→ JOB:
Retype these lines word for word, leaving the pictures out of your answer.
+---+
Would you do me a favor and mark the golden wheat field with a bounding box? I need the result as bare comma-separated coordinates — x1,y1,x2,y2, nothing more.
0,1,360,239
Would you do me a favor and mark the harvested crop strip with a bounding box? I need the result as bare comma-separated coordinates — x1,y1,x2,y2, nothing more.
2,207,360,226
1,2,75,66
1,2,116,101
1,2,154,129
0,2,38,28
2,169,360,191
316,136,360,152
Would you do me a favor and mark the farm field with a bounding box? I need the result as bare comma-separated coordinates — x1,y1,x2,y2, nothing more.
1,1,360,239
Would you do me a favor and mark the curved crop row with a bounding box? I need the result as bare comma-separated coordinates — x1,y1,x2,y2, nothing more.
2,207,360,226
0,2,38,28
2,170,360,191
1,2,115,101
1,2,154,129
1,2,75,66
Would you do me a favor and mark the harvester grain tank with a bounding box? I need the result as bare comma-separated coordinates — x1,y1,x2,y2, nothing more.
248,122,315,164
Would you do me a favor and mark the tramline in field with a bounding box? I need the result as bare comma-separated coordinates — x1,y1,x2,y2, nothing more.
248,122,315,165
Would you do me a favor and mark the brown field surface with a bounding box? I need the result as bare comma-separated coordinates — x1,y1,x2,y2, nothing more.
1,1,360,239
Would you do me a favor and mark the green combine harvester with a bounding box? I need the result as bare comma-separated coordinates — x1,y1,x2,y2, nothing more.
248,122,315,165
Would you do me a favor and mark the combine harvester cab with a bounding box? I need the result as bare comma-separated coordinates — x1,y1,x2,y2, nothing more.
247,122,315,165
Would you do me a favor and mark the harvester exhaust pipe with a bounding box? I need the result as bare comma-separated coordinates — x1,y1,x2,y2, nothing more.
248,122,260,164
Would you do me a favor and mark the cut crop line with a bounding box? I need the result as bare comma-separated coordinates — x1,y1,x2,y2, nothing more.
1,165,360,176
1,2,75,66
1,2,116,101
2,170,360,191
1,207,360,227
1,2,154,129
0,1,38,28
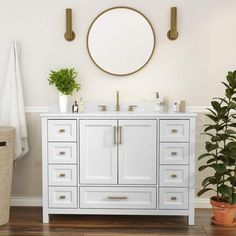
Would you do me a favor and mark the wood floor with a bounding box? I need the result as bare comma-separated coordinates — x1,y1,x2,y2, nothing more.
0,207,236,236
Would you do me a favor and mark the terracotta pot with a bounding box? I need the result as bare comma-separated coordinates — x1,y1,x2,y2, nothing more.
211,197,236,224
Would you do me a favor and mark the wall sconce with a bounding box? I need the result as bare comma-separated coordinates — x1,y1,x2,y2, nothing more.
65,8,75,41
167,7,178,40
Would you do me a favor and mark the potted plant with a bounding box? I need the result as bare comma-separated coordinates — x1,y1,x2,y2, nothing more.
198,71,236,226
48,68,80,112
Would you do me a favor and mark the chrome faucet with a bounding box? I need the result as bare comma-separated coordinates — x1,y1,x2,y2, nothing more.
116,91,120,111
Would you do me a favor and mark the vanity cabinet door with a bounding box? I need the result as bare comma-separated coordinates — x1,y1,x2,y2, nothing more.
118,120,157,184
80,120,117,184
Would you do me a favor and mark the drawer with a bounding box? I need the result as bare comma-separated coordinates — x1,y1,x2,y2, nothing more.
160,143,189,165
48,165,77,186
48,120,76,142
80,187,157,209
48,142,76,164
160,165,188,187
48,187,78,208
159,188,188,210
160,120,189,142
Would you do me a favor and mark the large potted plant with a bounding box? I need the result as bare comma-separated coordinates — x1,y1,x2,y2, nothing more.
198,71,236,226
48,68,80,112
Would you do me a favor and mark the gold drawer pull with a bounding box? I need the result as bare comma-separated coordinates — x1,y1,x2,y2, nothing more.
108,196,128,200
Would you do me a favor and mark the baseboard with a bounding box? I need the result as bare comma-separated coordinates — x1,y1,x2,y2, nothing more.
11,197,211,208
11,197,43,206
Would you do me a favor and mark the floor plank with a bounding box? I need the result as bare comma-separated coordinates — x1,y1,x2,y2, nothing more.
0,207,236,236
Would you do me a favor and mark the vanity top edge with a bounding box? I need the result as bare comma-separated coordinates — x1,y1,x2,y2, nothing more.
40,112,197,118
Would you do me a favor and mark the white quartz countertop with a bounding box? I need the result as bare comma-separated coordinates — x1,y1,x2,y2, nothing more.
41,112,197,118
+---+
→ RESPONSE TO THE TASK:
Would you do me a favor and mark the golden wheat field with a bounding box? I need the result as bare comma-separated coordinates — x1,y1,x2,y2, nothing more.
0,1,360,239
Would you do me a favor and mark the harvested crop strip with a bounding box? I need the result as bare comma-separated coordinates — x1,y1,x2,y2, nothing more.
2,207,360,226
1,2,75,66
1,2,116,101
1,2,154,129
0,2,38,28
2,169,360,191
316,136,360,152
Would you do me a favor and mark the farm field with a bounding box? I need the result as bare comma-separated coordinates — x1,y1,x2,y2, nothing more.
1,1,360,239
Would you do me a favor and mark the curved crop row with a bounding box? I need the result as bare comma-separated coordinates — x1,y1,x2,y2, nothing more.
2,207,360,226
0,2,38,28
2,170,360,191
1,2,115,101
1,2,154,129
1,2,75,66
Would you do me a favor and mark the harvester grain tank with a bounding box? I need the result as bare comma-separated coordinates — x1,y1,x2,y2, nothing more.
248,122,315,164
Would you do me a favor and mark the tramline in field with a bounding box? I need the result as bare comma-separated coordinates — x1,y1,x2,y2, nothing more.
248,122,315,165
Would you do me a favor and mark the brown field surface with a bounding box? I need the result as bare comma-separated coordinates — x1,y1,x2,y2, nothing more.
1,1,360,239
Would you do me a favor and mark the green combine harvester with a bounding box? I need the result as bare comma-separated coordinates — x1,y1,x2,y2, nothing more.
248,122,315,165
Would you do me a favor and mark the combine harvester cab with a bounding box? I need the result as bare comma-separated coordinates — x1,y1,x2,y2, nothing more.
247,122,315,165
Would you do me a favor and mark the harvester exhaust pipe with a bounding box? I need the result as bare comma-separated coordinates — x1,y1,x2,y2, nothing more.
248,122,260,164
Would you do me a favor and mark the cut crop line with a bounding box? I need the result as bare comma-separated coordinates — x1,y1,x2,y2, nothing more.
1,165,360,176
1,2,75,66
1,2,116,101
2,170,360,191
1,207,360,227
1,2,154,129
0,1,38,28
Would you do me a favor and mark the wood floor with a bounding box? I need the result as bare comma-separated coordinates — x1,y1,x2,y2, nothing more.
0,207,236,236
Would you do me a favor and mark the terracotta pot with a bounding box? I need the result as bare comma-separated coordinates — x1,y1,x2,y2, nothing more.
211,197,236,224
Would you do me a favor and mark the wall sconce with a bounding box? I need the result as bare comma-separated coordinates — x1,y1,x2,y2, nothing more.
65,8,75,41
167,7,178,40
Would you do me a favor and mark the potted plant with a bounding box? I need the result as bare comma-separated coordinates — x1,y1,x2,y2, nothing more.
198,71,236,226
48,68,80,112
Would you do me a favor and mark the chrome faucet with a bounding box? I need the result as bare comma-separated coordinates — x1,y1,x2,y2, nothing more.
116,91,120,111
Would you do me a favor and mark the vanity cabinet door with a bounding box? I need the result as bare comma-separated coordinates — x1,y1,x2,y2, nothing more.
118,120,157,184
80,120,117,184
Would you do me a favor and mark the drawer with a bounding box? I need the result as bare comma-separated coordinates — x1,y1,x2,y2, nothing more.
160,143,189,165
48,165,77,186
48,120,76,142
80,187,157,209
48,142,76,164
160,165,188,187
48,187,78,208
159,188,188,210
160,120,189,142
Would you do me a favor and mark the large potted plant with a bounding box? I need the result as bare comma-separated coordinates — x1,y1,x2,y2, nothing more.
198,71,236,226
48,68,80,112
Would you do me a favor and mark the gold drawer pull with a bounding box? I need the result as bare comma-separated coordinates — x1,y1,x2,y2, nothing more.
108,196,128,200
Would you do me a favor and mark the baseboard with a bounding box? I need the result as bare comma-separated coordinates — x1,y1,x2,y2, nothing more.
11,197,211,208
11,197,43,206
Would you do me a favor and mark the floor plank with a bounding box? I need the result as bare comma-separated coordinates — x1,y1,x2,y2, nothing more.
0,207,236,236
Would you do me a favor and mark the vanity top edge with a bounding box? I need the result as bare comma-separated coordinates — x1,y1,x2,y2, nothing more.
40,112,197,118
Would you do me a favor and mark the white quartz countertop with a bounding box? I need the result as bare comma-separated coordinates — x1,y1,x2,y2, nothing more.
41,112,197,118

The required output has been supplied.